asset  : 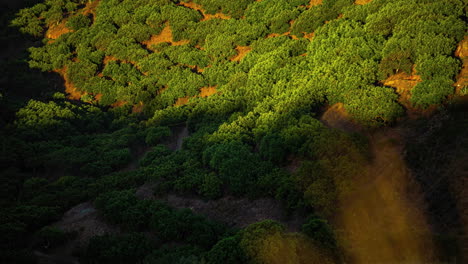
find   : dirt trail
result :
[383,65,437,119]
[200,86,218,97]
[142,23,190,50]
[337,129,434,263]
[178,2,231,21]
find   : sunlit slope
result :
[14,0,466,125]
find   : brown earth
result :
[266,31,299,40]
[178,2,231,21]
[174,86,218,106]
[383,66,437,119]
[46,19,71,40]
[354,0,372,5]
[53,202,120,248]
[308,0,323,8]
[230,46,252,61]
[82,0,101,18]
[156,194,302,231]
[454,36,468,95]
[132,101,144,113]
[174,96,190,106]
[320,103,361,132]
[337,129,434,263]
[54,66,85,100]
[142,23,190,50]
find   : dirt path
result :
[337,128,434,263]
[178,2,231,21]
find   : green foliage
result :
[35,226,72,248]
[67,14,91,30]
[84,233,154,264]
[0,0,466,263]
[206,236,247,264]
[301,216,337,250]
[145,127,172,145]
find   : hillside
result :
[0,0,468,263]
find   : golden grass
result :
[454,36,468,94]
[337,131,434,263]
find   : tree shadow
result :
[405,98,468,263]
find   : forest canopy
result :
[0,0,468,263]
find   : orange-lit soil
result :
[174,96,190,106]
[143,24,190,49]
[179,2,231,21]
[83,0,101,16]
[54,66,84,100]
[266,31,299,40]
[383,67,436,118]
[337,129,434,263]
[184,64,205,73]
[111,101,127,107]
[384,72,422,106]
[308,0,323,8]
[354,0,372,5]
[231,46,252,61]
[46,20,71,39]
[132,101,144,113]
[454,36,468,94]
[200,86,217,97]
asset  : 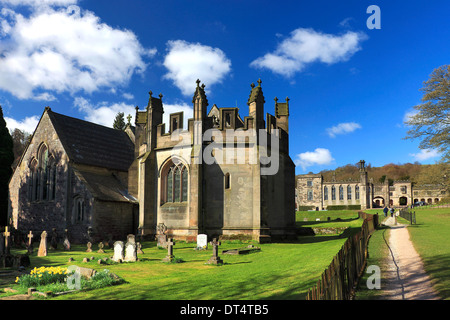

════════════════════

## JOB
Reproduce the entries from their beginning through the line containing "[14,0,466,125]", substituting "muddy trail" for "dirt trail" and leaving everything else unchanged. Omit the pictures from the reproduction.

## SOLUTION TO THE EXERCISE
asset  : 
find   : muddy trail
result :
[383,65,437,119]
[200,86,218,97]
[142,23,190,50]
[337,129,434,263]
[178,2,231,21]
find   : sunlit slope
result :
[14,0,466,125]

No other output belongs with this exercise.